__Texte extrait__:
+---+
Ces représentations très anecdotiques, gracieuses, parfois teintées d’érotisme, voire fantaisistes, furent d’ailleurs raillées par une bonne partie de la critique, en plein naturalisme barbizonien et réalisme naissant incarné par Gustave Courbet. Et pourtant, elles suscitèrent très vite l’adhésion de critiques comme Théophile Gautier, qui fut lui-même l’inventeur du terme « néo-grec » dans son compte-rendu du Salon de 1847; Gautier y encensait notamment un tableau du jeune Jean-Léon Gérôme, titré Jeunes Grecs faisant battre des coqs, considéré comme l’oeuvre fondatrice du mouvement.
Aux côtés de Gérôme, les grandes figures du mouvement étaient le nantais Henri-Pierre Picou (1824-1895) et le breton Jean-Louis Hamon (1821-1874), Gustave Boulanger (1824-1888).
Toulmouche avait véritablement commencé son apprentissage en 1846 auprès de Charles Gleyre, si l’on fait abstraction de ses premières leçons auprès de son oncle et des artistes nantais Menard et Biron, et il débuta au Salon dès 1848. Il obtint ses premiers succès significatifs en 1852 avec une médaille de troisième classe et l’acquisition par Napoléon III pour sa collection personnelle de son tableau Jeune fille, puis en 1853 avec les achats de l’impératrice Eugénie (Le premier pas) et de la princesse Mathilde (Après déjeuner). A l’occasion de ce Salon de 1853, le critique Claude Vignon écrivait: « Au milieu de la pléiade néo-grecque, l’étoile de M. Toulmouche compte cette année parmi les plus brillantes » .
Un des intérêts de notre tableau est qu’il est un des derniers que Toulmouche peint dans la veine néo-grecque. En effet, dès la fin des années 1850 (en 1857, la critique parle déjà de lui comme un « ancien néo-grec » ), il se tourne vers la représentation d’intérieurs de la grande bourgeoisie parisienne, mettant en scène des élégantes dans des tenues et des décors de l’époque, dans des moments « intimes » (la lecture d’un billet doux, un chagrin, un flirt, la toilette, etc…) de leur vie quotidienne, dans un style très méticuleux et léché. Ce genre, qui lui amena une énorme popularité et la fortune, fut néanmoins considéré comme un peu répétitif, au point qu’on parlait de « toulmoucheries ».
Toulmouche, tout comme Gérôme, sut donc s’arrêter à temps dans le genre néo-grec, contrairement à Hamon et surtout Picou, qui y resta fidèle encore plus de trente ans jusqu’à sa mort.
+---+
__Données fournies__:
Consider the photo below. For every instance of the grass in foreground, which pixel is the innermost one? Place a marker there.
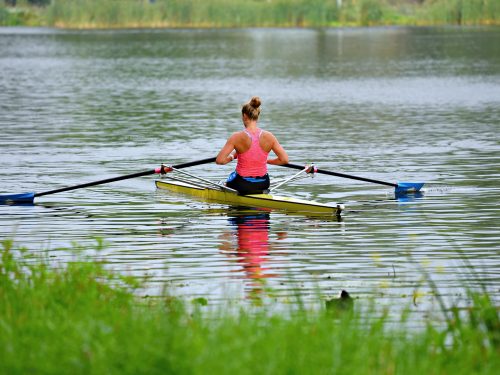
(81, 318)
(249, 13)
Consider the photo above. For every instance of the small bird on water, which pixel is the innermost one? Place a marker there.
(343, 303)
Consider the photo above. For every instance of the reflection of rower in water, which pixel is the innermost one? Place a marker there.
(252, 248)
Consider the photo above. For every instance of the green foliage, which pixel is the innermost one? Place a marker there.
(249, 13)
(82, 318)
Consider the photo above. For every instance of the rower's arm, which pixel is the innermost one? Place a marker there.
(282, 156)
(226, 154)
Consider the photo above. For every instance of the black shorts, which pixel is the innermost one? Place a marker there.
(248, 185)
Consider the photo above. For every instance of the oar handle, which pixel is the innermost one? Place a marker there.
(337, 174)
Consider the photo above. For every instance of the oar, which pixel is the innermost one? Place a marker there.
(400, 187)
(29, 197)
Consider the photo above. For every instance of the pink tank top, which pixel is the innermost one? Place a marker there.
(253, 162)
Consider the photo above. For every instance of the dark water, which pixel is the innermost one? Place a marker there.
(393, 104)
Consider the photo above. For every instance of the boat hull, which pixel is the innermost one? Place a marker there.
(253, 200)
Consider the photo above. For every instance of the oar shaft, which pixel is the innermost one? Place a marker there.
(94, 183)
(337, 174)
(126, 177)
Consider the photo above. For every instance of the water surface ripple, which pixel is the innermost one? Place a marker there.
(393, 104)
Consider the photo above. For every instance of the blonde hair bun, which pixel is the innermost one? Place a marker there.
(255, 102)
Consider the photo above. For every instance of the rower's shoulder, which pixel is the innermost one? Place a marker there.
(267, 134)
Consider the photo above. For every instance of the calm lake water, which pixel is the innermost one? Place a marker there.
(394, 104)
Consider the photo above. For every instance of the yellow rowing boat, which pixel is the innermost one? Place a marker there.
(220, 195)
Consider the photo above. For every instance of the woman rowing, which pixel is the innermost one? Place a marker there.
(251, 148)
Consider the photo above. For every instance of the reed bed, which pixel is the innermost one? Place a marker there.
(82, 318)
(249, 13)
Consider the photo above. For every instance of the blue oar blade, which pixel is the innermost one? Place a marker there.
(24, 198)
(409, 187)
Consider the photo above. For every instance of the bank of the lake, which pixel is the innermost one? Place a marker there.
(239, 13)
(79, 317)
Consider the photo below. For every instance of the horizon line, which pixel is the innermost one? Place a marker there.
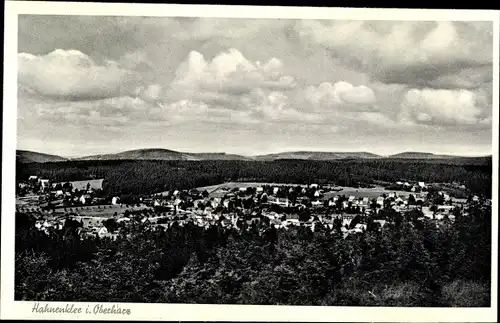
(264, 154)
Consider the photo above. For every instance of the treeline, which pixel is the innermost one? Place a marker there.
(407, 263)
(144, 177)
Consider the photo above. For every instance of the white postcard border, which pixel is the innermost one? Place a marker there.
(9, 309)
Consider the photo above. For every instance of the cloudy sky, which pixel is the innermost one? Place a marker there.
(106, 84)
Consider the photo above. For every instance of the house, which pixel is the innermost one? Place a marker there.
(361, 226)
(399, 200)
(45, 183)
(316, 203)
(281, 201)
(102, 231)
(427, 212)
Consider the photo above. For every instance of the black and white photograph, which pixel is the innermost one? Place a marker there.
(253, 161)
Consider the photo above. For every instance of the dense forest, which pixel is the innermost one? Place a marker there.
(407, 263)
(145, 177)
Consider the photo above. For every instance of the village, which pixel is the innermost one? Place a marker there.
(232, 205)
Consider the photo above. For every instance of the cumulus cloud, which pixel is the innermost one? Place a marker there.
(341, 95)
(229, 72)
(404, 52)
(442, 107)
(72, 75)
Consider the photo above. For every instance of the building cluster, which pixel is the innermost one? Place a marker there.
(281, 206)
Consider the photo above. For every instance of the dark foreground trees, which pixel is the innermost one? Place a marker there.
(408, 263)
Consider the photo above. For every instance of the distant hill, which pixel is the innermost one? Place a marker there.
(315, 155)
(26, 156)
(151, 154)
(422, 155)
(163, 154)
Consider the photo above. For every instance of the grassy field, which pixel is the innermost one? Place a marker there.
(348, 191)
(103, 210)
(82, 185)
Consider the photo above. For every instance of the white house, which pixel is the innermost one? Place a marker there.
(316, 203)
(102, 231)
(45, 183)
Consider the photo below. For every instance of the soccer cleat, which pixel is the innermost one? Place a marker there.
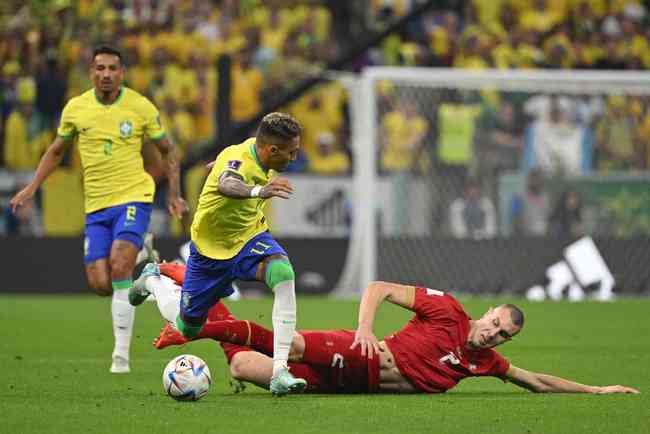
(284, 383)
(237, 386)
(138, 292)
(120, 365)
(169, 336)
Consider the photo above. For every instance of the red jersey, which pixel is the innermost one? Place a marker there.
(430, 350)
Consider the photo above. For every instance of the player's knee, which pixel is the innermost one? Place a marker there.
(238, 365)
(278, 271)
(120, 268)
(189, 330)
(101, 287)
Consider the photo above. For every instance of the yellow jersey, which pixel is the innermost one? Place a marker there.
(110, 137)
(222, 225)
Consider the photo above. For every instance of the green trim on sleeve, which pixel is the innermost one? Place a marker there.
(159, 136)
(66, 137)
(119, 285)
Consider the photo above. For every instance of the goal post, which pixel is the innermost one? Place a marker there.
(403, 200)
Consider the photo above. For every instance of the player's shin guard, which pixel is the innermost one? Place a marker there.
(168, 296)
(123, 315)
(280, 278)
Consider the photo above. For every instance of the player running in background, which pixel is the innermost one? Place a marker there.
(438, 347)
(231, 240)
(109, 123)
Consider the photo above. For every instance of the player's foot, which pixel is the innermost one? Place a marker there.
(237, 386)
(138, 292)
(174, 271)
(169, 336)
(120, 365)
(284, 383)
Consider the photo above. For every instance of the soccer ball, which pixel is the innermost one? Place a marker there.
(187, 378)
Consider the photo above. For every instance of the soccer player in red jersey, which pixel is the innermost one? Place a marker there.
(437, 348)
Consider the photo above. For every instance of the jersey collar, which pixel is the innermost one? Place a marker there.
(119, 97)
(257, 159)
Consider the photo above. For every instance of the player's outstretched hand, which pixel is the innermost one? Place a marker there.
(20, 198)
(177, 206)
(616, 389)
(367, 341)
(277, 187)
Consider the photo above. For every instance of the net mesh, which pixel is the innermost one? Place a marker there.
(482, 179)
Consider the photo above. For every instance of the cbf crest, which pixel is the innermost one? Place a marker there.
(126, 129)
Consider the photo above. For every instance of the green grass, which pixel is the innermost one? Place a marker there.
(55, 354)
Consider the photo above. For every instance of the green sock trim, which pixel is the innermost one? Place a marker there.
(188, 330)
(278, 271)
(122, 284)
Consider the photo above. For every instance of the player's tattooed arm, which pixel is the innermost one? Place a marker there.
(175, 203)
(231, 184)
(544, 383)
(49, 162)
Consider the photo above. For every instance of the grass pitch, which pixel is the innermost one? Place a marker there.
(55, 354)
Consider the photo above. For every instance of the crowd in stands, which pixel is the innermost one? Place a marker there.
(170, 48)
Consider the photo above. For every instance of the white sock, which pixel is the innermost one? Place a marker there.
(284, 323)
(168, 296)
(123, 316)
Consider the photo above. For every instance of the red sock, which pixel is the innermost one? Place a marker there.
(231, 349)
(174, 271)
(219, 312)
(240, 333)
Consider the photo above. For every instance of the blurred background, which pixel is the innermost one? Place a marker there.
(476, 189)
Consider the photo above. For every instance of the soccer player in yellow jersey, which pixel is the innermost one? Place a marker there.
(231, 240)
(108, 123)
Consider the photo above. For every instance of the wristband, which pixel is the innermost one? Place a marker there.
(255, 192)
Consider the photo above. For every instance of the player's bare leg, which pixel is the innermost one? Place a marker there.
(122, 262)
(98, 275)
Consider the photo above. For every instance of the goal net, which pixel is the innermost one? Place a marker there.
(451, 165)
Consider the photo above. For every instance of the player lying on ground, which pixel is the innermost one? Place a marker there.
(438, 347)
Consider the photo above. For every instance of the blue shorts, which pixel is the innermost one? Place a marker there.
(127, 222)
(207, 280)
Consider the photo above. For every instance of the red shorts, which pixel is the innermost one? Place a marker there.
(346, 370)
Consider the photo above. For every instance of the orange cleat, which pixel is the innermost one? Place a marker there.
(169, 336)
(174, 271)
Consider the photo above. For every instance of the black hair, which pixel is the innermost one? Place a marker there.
+---+
__Liste des activités__:
**1.** Pour chacune des affirmations suivantes, indiquez par oui ou par non si elle concorde avec le texte sur Toulmouche et le mouvement néo-grec, en citant mot pour mot le passage qui tranche. (a) Théophile Gautier a inventé le terme « néo-grec » dans son compte-rendu du Salon de 1847. (b) Toulmouche a débuté au Salon en 1852. (c) Picou a délaissé le genre néo-grec à la fin des années 1850.
**2.** Rédigez la suite du texte sur Toulmouche et le mouvement néo-grec, en reprenant après sa dernière phrase.
Les lignes n'ont aucun rôle dans ce travail.

__Résultats obtenus__:
**1.**
(a) Oui : « qui fut lui-même l’inventeur du terme « néo-grec » dans son compte-rendu du Salon de 1847 ».
(b) Non : « il débuta au Salon dès 1848 ».
(c) Non : « contrairement à Hamon et surtout Picou, qui y resta fidèle encore plus de trente ans jusqu’à sa mort ».

**2.**
Toulmouche est également connu pour avoir guidé les premiers pas du jeune Claude Monet, son cousin par alliance, en lui donnant quelques leçons et en l’ayant dirigé vers l’atelier de son ancien maître Charles Gleyre, également fréquenté à l’époque par les jeunes Renoir et Sisley.
Notre tableau, aussi bien dans ses dimensions que dans sa facture (touche lisse, luminosité générale, détails du décor méticuleusement rendus), apparaît particulièrement proche de deux autres conservés au musée d’Arts de Nantes:
– Un baiser! 60×80,5 cm, daté 1856
– Femmes et enfants à la fontaine 61×81,5 cm, daté 1856
Ces deux tableaux font partie d’un ensemble de quatre, destinés à la décoration des appartements de la famille Say à Nantes, les célèbres industriels sucriers, notre toile constituant très probablement le troisième élément de la série.
La position assise, presque allongée, de la mère se retrouve dans d’autres compositions, comme une oeuvre toujours conservée au musée d’Arts de Nantes titré La leçon, daté 1854 et probablement exposée au Salon de 1855.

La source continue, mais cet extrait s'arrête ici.